Reproduce the records below in their entirety, exactly as shown.
>>>
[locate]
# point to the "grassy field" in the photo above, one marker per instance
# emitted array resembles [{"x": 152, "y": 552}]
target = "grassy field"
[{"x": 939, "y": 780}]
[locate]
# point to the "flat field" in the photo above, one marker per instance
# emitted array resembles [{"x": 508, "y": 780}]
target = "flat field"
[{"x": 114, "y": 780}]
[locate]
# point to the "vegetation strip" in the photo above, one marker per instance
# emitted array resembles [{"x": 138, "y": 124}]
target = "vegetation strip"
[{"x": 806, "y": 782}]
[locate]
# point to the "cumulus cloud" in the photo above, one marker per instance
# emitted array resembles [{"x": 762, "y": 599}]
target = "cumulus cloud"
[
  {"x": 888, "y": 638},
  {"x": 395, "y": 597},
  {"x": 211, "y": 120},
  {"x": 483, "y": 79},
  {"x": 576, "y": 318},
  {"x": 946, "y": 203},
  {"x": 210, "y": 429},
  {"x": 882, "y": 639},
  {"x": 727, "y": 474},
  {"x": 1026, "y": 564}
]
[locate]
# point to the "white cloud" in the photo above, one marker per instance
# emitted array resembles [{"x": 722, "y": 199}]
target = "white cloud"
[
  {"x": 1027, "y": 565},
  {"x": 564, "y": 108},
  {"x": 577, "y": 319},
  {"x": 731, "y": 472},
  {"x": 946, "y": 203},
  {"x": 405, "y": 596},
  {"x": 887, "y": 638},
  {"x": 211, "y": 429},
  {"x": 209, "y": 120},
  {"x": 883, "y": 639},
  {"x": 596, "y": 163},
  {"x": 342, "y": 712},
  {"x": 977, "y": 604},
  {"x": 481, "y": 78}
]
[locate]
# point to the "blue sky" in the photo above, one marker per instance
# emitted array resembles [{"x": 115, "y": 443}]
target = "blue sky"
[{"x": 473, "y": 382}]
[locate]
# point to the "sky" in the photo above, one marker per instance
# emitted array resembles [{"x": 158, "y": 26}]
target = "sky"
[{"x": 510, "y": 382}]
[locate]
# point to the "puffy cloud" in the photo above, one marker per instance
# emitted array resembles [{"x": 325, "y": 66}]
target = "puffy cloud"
<<<
### ANSWER
[locate]
# point to the "grassy field" in the photo above, one marker per instance
# emitted array resembles [{"x": 152, "y": 552}]
target = "grassy field"
[{"x": 939, "y": 780}]
[locate]
# point to the "flat field" in the photo above, one marker per instance
# emitted array resembles [{"x": 508, "y": 780}]
target = "flat field"
[{"x": 114, "y": 780}]
[locate]
# point to the "vegetation strip" in the photo above, one marker per instance
# emitted array resembles [{"x": 138, "y": 124}]
target = "vegetation strip"
[{"x": 806, "y": 782}]
[locate]
# point to the "cumulus cloud" in the photo above, one marker per instance
# emitted array resembles [{"x": 762, "y": 599}]
target = "cumulus cloud"
[
  {"x": 888, "y": 638},
  {"x": 395, "y": 597},
  {"x": 211, "y": 120},
  {"x": 483, "y": 79},
  {"x": 576, "y": 318},
  {"x": 946, "y": 203},
  {"x": 210, "y": 429},
  {"x": 882, "y": 639},
  {"x": 727, "y": 474},
  {"x": 1026, "y": 564}
]
[locate]
# point to the "white cloud" in the photo above, one marker per instance
# emitted array resembles [{"x": 722, "y": 199}]
target = "white cloud"
[
  {"x": 1027, "y": 565},
  {"x": 564, "y": 108},
  {"x": 577, "y": 319},
  {"x": 731, "y": 472},
  {"x": 946, "y": 203},
  {"x": 405, "y": 596},
  {"x": 887, "y": 638},
  {"x": 211, "y": 429},
  {"x": 209, "y": 120},
  {"x": 883, "y": 639},
  {"x": 596, "y": 163},
  {"x": 342, "y": 712},
  {"x": 977, "y": 604},
  {"x": 481, "y": 78}
]
[locate]
# point to the "blue sky" in the photo above, one marker per instance
# emitted array resembles [{"x": 115, "y": 443}]
target = "blue sky"
[{"x": 473, "y": 382}]
[locate]
# point to the "sky" in the photo above, one marker per instance
# emitted array resembles [{"x": 158, "y": 26}]
target = "sky"
[{"x": 510, "y": 382}]
[locate]
# point to the "puffy cloud" in the photo above, one marker per instance
# emitted array resembles [{"x": 325, "y": 66}]
target = "puffy cloud"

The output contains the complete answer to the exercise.